## BEGIN DATA RECORDS

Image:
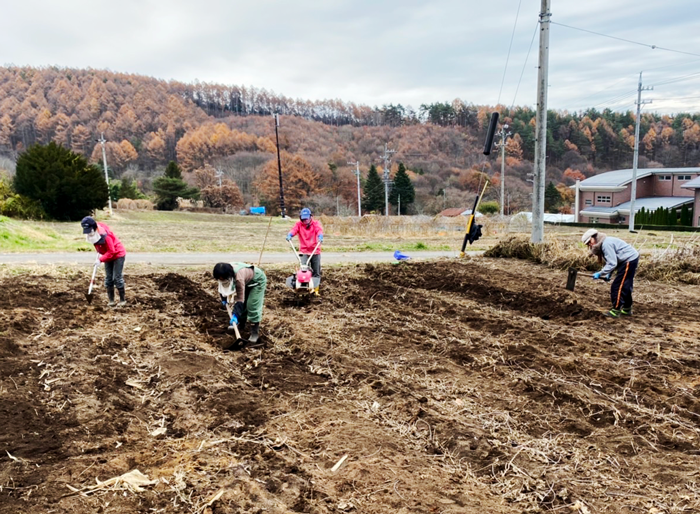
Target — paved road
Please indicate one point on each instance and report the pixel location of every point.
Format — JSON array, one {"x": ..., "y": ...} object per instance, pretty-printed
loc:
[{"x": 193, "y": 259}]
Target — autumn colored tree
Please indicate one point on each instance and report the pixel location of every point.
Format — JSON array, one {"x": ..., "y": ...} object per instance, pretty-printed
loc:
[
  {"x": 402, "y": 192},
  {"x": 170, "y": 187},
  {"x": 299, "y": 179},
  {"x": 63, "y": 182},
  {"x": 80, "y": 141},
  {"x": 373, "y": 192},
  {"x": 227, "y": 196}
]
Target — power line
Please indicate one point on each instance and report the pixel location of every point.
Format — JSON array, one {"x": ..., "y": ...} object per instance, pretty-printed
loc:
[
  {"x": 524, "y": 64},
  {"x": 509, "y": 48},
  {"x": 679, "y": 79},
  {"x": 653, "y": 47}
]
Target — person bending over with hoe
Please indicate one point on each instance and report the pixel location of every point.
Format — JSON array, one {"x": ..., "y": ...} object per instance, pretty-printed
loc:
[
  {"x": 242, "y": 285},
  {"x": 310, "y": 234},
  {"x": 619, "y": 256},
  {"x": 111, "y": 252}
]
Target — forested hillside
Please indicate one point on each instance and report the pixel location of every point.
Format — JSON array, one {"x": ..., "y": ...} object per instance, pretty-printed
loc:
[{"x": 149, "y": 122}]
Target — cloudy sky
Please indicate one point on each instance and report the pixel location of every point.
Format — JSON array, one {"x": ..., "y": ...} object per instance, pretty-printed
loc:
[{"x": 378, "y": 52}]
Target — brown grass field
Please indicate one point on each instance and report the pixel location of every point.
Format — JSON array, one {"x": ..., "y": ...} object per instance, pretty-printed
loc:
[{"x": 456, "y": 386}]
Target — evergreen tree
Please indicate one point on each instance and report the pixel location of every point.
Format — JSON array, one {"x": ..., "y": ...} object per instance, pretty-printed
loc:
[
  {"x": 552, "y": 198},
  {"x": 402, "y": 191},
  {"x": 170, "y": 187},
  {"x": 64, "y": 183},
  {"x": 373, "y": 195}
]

## END DATA RECORDS
## BEGIN DATA RECORDS

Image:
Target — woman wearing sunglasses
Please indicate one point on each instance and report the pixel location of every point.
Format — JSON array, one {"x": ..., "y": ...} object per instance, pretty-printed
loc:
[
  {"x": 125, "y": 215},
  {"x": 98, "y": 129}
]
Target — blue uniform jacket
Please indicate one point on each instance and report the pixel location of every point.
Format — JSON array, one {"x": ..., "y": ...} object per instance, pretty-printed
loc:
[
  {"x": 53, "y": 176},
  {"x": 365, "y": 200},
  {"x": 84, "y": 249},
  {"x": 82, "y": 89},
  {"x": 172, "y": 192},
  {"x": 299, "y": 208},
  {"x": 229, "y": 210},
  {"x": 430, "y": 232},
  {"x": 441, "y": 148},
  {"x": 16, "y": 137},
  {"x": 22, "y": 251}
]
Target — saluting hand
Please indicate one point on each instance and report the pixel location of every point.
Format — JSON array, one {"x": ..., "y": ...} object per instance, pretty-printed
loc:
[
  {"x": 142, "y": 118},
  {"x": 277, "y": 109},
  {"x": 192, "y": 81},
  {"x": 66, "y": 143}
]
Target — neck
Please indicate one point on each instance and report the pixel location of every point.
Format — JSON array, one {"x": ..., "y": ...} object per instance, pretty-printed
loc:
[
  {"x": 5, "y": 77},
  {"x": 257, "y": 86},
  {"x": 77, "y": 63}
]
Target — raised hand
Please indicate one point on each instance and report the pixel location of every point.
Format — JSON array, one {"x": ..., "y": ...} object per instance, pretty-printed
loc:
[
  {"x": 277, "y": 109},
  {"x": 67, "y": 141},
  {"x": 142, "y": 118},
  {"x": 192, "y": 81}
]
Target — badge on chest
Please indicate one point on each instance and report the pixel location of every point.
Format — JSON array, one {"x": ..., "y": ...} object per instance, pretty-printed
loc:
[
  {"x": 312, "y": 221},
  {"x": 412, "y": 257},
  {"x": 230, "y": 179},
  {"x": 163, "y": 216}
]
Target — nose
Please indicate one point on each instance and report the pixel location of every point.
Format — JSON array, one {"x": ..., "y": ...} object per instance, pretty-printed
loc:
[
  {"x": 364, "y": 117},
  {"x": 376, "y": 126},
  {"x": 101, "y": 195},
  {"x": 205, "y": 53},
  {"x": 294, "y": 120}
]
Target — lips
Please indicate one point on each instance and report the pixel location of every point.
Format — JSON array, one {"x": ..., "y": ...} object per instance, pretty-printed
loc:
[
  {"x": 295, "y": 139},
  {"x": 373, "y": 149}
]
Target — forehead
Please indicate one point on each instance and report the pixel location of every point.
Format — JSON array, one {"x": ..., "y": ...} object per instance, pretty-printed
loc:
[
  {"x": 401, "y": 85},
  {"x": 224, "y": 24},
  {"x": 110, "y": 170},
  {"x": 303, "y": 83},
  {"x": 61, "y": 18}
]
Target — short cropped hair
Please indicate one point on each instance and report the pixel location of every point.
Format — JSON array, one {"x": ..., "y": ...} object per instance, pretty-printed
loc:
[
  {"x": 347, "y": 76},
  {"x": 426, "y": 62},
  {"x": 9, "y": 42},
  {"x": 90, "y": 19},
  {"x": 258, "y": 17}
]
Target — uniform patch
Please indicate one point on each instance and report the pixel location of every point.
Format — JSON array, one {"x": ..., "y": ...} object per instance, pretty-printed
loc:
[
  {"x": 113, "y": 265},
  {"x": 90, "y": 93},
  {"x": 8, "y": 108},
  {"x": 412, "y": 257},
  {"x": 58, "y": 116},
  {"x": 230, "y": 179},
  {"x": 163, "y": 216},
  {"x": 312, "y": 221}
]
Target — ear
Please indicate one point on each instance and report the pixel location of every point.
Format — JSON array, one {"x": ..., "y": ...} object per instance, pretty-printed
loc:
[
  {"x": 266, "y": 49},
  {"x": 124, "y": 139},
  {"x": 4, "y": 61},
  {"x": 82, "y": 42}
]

## END DATA RECORDS

Can you gather every line of the records above that contains the word "hand"?

Target — saluting hand
Target — raised hand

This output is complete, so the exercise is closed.